▶ **AIM OF THE TASK**:
Pick out every line in the items below that contains the word "water" and copy each of those lines. Treat the match as case-sensitive.

▶ **DATA PROVIDED**:
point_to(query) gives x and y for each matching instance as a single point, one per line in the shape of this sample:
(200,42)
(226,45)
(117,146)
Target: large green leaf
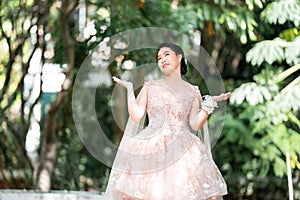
(282,11)
(269,51)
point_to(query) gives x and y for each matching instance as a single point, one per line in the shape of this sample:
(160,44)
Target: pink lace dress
(165,160)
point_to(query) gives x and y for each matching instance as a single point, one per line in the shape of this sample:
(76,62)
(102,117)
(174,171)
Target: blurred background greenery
(254,43)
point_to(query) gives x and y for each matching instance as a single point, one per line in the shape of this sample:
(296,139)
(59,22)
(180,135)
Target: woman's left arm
(198,116)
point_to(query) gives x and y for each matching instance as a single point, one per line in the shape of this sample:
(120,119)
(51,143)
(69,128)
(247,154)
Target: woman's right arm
(136,106)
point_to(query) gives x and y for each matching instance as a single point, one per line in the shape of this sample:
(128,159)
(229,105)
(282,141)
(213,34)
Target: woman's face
(168,61)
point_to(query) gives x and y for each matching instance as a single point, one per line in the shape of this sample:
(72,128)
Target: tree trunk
(49,149)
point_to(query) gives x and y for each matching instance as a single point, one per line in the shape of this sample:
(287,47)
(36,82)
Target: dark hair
(178,50)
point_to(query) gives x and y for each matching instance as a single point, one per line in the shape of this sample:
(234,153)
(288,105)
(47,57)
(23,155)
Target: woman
(166,161)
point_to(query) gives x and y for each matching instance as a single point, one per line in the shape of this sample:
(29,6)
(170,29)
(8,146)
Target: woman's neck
(173,78)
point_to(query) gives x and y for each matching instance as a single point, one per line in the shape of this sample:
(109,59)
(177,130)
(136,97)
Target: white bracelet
(208,105)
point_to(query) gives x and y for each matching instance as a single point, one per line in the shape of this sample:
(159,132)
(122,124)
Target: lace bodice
(166,107)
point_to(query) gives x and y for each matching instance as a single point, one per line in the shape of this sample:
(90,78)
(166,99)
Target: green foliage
(282,11)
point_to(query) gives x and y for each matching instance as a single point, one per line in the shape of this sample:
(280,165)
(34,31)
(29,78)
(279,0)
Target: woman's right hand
(123,83)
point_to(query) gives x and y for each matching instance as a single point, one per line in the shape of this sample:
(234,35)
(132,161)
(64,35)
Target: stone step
(53,195)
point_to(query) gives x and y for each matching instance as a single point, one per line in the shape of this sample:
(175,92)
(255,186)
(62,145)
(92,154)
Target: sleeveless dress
(165,160)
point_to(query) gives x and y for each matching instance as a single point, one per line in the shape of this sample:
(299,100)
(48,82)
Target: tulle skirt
(169,165)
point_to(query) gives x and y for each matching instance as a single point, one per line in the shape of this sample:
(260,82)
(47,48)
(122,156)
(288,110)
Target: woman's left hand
(221,97)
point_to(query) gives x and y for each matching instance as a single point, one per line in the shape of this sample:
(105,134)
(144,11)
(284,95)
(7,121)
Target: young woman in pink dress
(165,160)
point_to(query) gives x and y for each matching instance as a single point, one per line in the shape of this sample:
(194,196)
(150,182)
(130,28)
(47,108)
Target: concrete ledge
(52,195)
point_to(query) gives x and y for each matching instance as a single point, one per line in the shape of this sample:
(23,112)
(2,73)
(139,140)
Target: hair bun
(183,67)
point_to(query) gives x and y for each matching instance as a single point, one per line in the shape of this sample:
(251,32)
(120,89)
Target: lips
(165,65)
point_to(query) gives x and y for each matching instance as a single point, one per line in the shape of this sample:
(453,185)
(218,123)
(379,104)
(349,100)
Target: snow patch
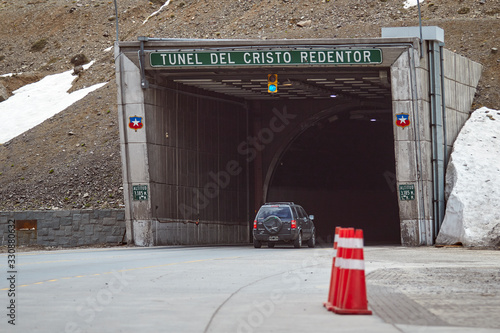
(473,184)
(33,103)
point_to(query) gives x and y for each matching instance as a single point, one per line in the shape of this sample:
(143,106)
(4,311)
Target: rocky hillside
(73,161)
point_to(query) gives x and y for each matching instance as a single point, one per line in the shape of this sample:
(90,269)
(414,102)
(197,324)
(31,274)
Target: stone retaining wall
(64,227)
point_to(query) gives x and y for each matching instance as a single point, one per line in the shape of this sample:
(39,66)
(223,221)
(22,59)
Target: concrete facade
(167,154)
(65,228)
(413,145)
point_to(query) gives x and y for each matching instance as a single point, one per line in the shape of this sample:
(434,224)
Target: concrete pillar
(134,153)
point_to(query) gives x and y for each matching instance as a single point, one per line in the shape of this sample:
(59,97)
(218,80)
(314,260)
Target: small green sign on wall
(407,192)
(140,192)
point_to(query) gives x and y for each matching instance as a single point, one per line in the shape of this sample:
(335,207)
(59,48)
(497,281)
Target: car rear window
(281,212)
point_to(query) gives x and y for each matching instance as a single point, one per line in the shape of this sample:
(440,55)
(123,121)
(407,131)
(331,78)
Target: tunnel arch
(374,194)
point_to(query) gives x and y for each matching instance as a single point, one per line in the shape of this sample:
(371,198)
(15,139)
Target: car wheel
(298,241)
(312,241)
(273,224)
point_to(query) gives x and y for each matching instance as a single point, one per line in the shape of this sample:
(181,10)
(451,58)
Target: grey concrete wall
(185,144)
(178,233)
(461,79)
(67,227)
(412,144)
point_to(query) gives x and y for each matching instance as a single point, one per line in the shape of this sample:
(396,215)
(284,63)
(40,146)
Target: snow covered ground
(34,103)
(473,183)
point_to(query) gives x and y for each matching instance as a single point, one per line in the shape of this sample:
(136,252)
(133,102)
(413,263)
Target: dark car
(283,222)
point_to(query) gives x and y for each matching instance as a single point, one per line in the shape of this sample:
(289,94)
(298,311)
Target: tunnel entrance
(347,133)
(342,170)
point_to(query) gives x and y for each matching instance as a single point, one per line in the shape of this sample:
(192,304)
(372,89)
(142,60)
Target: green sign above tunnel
(309,57)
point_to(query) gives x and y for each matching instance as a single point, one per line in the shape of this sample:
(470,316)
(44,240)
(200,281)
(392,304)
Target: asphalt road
(242,289)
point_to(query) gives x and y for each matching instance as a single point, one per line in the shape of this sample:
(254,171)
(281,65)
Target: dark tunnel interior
(342,171)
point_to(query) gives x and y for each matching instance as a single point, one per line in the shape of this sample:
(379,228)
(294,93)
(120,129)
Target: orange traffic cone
(331,291)
(351,298)
(346,246)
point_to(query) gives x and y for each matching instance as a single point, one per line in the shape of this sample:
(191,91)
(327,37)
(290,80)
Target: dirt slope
(73,161)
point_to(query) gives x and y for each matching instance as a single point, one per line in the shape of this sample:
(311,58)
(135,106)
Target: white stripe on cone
(350,243)
(357,264)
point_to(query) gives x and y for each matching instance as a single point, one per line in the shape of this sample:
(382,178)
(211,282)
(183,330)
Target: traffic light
(272,83)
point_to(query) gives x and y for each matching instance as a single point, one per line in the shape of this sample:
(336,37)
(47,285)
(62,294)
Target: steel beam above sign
(274,57)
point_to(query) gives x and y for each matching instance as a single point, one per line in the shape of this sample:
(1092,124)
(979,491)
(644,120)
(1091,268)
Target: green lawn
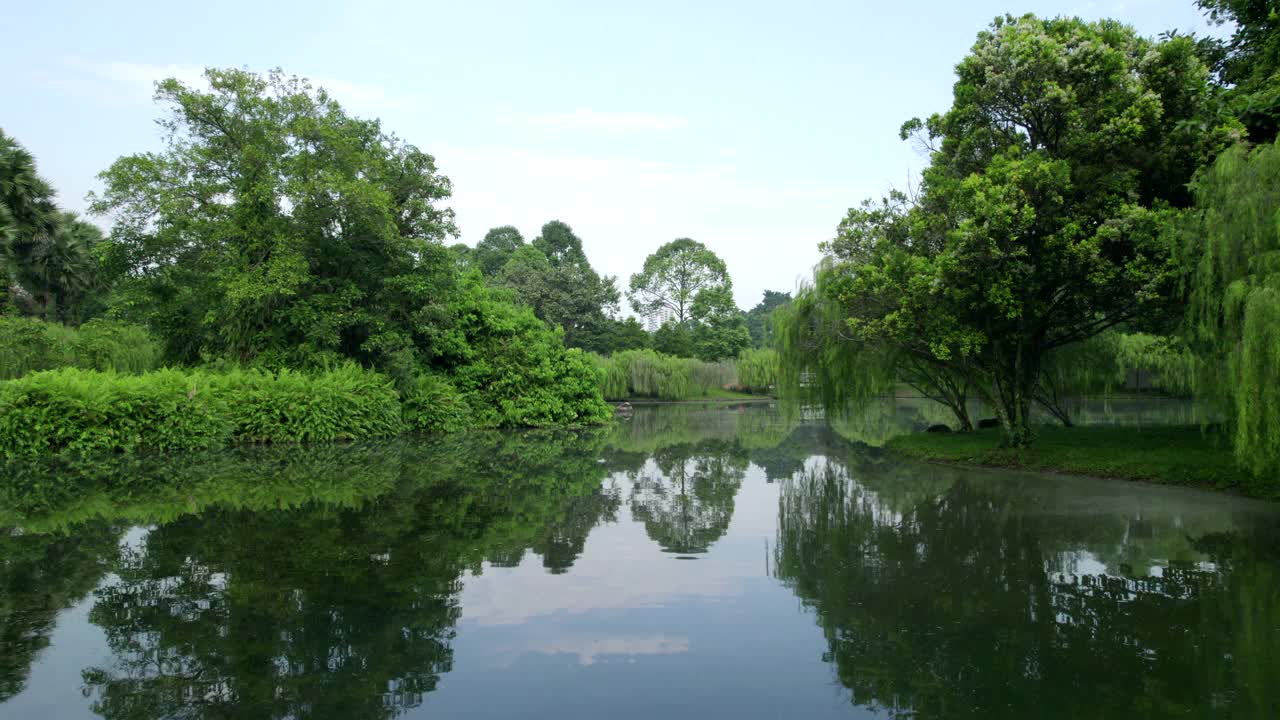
(1174,455)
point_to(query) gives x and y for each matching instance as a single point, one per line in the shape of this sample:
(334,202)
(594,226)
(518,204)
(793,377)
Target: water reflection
(456,574)
(987,597)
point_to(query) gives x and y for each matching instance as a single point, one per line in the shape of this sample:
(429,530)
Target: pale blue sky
(750,127)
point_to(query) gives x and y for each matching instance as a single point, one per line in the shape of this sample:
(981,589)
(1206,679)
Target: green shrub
(346,402)
(432,404)
(83,411)
(28,345)
(86,411)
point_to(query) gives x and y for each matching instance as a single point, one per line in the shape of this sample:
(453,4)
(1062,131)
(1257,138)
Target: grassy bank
(644,374)
(1174,455)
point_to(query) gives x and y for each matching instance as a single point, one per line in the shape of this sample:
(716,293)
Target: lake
(690,561)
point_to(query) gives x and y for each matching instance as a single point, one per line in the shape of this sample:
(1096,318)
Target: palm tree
(46,261)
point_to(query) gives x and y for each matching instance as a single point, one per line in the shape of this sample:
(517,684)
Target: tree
(1040,219)
(275,223)
(720,329)
(673,276)
(1248,62)
(1232,247)
(275,229)
(759,319)
(673,338)
(48,263)
(554,278)
(496,249)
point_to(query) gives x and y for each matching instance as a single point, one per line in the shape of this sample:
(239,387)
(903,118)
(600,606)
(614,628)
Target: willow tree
(1234,310)
(1038,220)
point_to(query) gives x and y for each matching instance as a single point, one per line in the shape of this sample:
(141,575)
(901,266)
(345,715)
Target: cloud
(588,119)
(136,81)
(767,228)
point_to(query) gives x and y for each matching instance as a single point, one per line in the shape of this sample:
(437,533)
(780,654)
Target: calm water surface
(688,563)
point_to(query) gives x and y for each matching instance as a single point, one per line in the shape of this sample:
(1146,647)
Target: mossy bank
(1168,455)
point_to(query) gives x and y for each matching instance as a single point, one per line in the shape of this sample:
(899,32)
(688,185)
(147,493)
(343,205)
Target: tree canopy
(673,276)
(274,228)
(553,276)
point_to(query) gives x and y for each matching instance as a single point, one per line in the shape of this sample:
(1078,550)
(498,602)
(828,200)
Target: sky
(750,127)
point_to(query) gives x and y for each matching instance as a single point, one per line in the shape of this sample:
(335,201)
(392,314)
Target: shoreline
(1174,455)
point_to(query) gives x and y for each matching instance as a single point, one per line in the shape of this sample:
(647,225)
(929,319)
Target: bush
(433,404)
(30,345)
(517,372)
(346,402)
(83,411)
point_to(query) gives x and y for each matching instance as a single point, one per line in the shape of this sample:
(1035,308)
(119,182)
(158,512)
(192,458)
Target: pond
(690,561)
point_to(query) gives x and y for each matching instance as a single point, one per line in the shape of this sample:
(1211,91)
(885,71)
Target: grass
(1169,455)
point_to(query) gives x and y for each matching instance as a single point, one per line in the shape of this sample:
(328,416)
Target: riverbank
(1166,455)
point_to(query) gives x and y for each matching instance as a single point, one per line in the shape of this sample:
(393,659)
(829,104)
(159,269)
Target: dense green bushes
(81,411)
(28,345)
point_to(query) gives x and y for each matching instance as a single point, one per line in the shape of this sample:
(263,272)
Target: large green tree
(1232,251)
(553,276)
(273,222)
(720,329)
(496,249)
(1248,62)
(274,228)
(673,276)
(1038,220)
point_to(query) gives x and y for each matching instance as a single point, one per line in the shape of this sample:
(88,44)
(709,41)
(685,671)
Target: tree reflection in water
(974,600)
(324,582)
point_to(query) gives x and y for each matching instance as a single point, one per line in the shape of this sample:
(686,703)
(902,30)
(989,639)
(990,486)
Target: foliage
(673,277)
(496,249)
(720,329)
(432,404)
(516,372)
(48,263)
(553,277)
(1232,251)
(85,411)
(1040,220)
(97,345)
(1174,455)
(819,361)
(275,224)
(757,369)
(1248,63)
(673,338)
(759,319)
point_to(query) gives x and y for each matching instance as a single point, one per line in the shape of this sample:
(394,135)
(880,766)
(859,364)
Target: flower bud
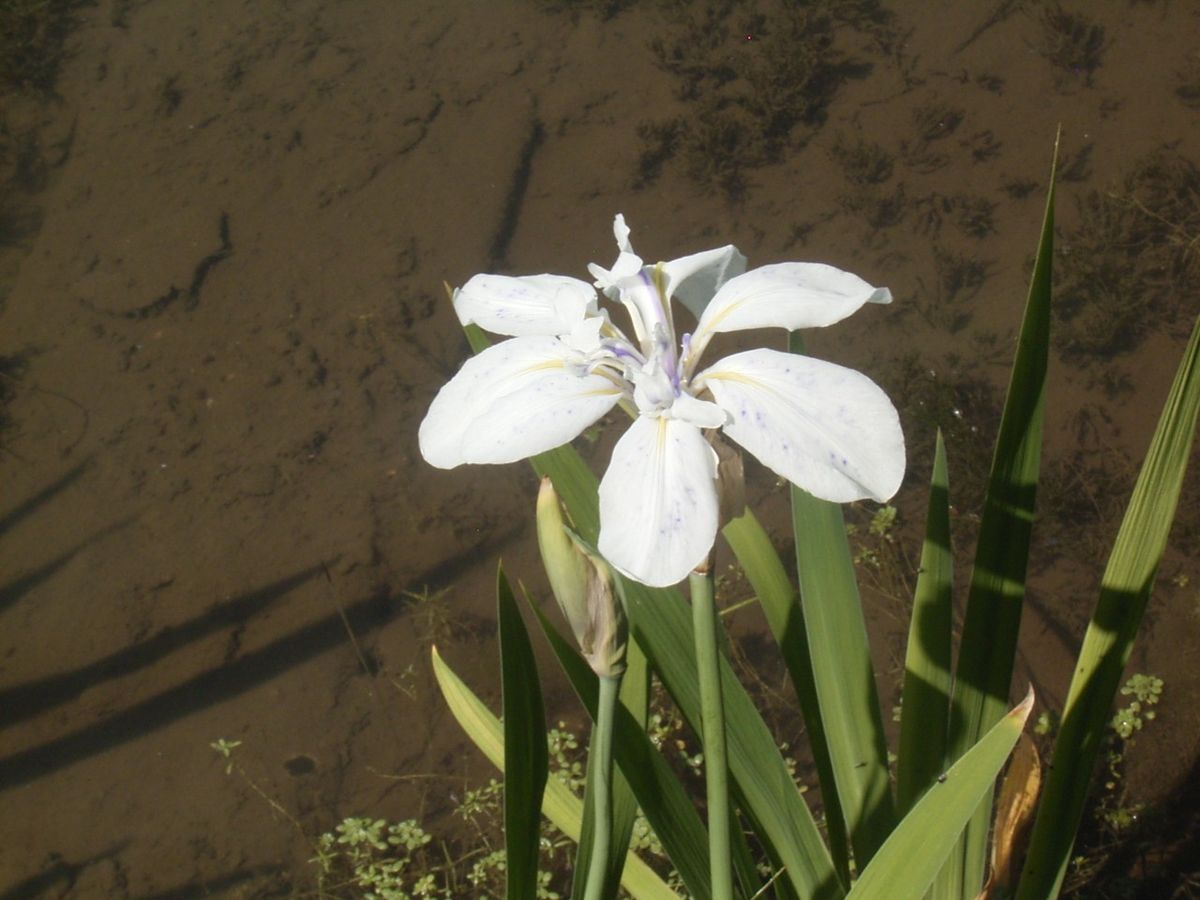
(583,587)
(607,635)
(565,567)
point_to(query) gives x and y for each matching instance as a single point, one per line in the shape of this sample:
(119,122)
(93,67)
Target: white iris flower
(829,430)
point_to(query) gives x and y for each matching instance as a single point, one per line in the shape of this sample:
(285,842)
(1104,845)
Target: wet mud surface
(223,239)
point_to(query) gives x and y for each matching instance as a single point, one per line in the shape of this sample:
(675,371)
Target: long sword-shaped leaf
(907,863)
(664,801)
(634,696)
(925,700)
(780,606)
(661,625)
(525,748)
(997,582)
(559,805)
(843,671)
(663,628)
(1125,591)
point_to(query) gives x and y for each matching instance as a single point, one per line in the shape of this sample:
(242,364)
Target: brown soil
(223,244)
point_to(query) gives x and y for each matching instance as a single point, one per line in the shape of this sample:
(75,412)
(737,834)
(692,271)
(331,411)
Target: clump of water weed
(1133,264)
(862,161)
(1188,88)
(959,277)
(935,120)
(954,395)
(757,79)
(604,10)
(31,40)
(1072,43)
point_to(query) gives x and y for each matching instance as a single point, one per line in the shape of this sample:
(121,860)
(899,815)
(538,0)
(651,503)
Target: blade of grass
(781,609)
(841,667)
(664,801)
(996,595)
(1125,592)
(559,805)
(910,859)
(661,624)
(634,696)
(925,699)
(763,786)
(525,748)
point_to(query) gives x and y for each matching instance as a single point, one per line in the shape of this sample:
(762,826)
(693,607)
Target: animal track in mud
(191,295)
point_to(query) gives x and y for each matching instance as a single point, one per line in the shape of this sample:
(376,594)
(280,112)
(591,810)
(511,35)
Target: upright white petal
(514,400)
(791,295)
(823,427)
(658,501)
(695,279)
(525,305)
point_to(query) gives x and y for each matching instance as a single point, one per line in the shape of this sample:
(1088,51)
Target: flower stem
(703,611)
(601,787)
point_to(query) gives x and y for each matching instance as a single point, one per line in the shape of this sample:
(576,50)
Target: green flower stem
(712,712)
(601,787)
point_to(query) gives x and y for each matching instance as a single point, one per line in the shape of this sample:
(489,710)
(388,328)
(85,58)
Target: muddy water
(223,318)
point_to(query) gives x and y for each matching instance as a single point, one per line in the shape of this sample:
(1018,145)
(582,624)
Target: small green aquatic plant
(615,550)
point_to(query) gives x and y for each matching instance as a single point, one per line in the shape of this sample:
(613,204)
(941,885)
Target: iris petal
(658,501)
(823,427)
(525,305)
(695,279)
(516,399)
(791,295)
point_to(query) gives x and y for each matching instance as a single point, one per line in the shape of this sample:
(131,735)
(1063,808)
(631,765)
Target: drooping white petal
(823,427)
(514,400)
(695,279)
(791,295)
(525,305)
(658,501)
(699,412)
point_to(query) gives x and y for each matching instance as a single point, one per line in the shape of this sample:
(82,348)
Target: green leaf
(1125,592)
(911,857)
(661,624)
(634,697)
(664,801)
(996,597)
(525,748)
(925,699)
(559,805)
(762,784)
(841,667)
(781,609)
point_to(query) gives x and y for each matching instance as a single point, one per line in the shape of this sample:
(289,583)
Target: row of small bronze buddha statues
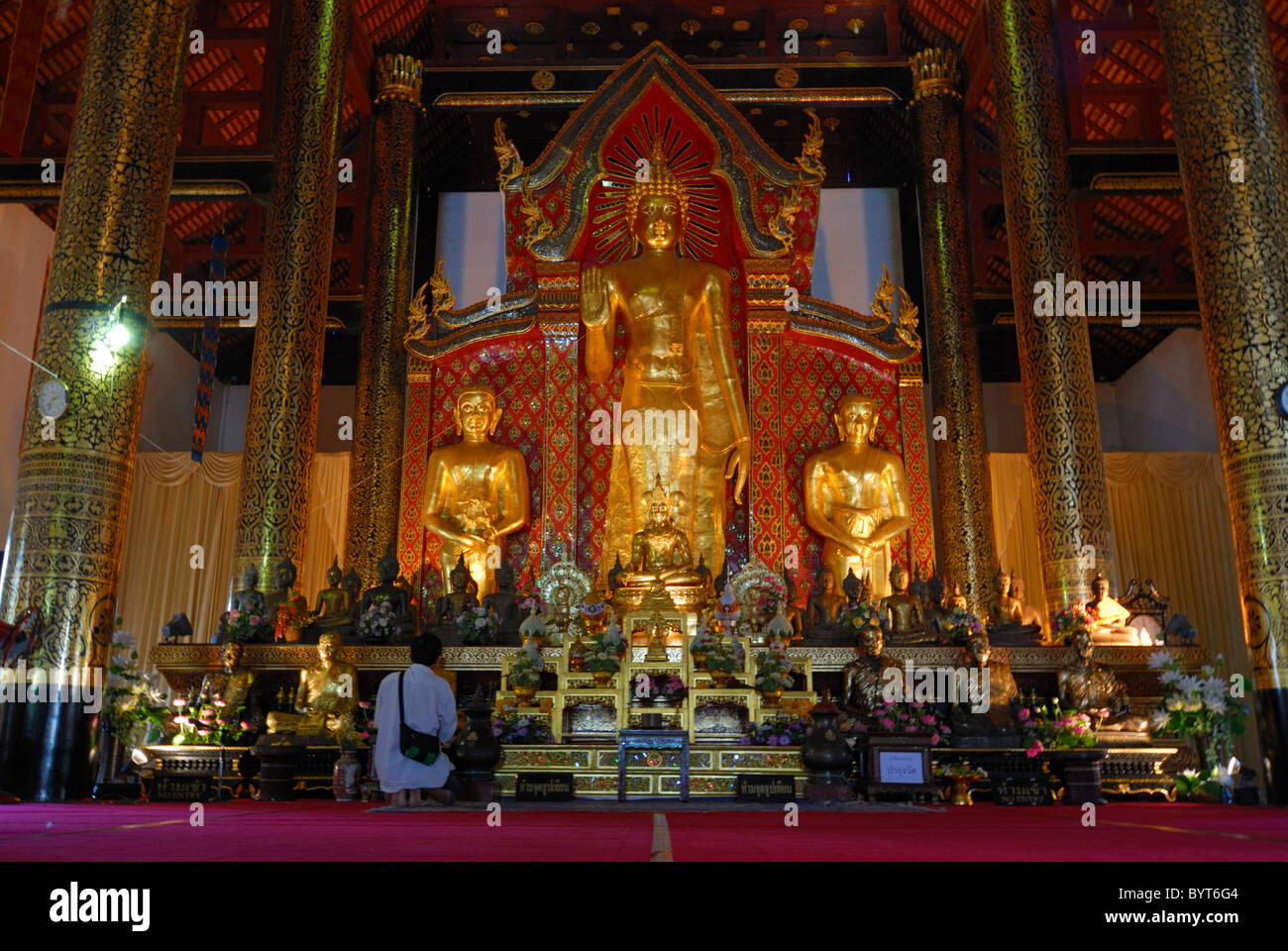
(1083,686)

▶ **FINISHED TASK**:
Target: water reflection
Target: calm water surface
Target: tree reflection in water
Target: clump of water weed
Target: muddy water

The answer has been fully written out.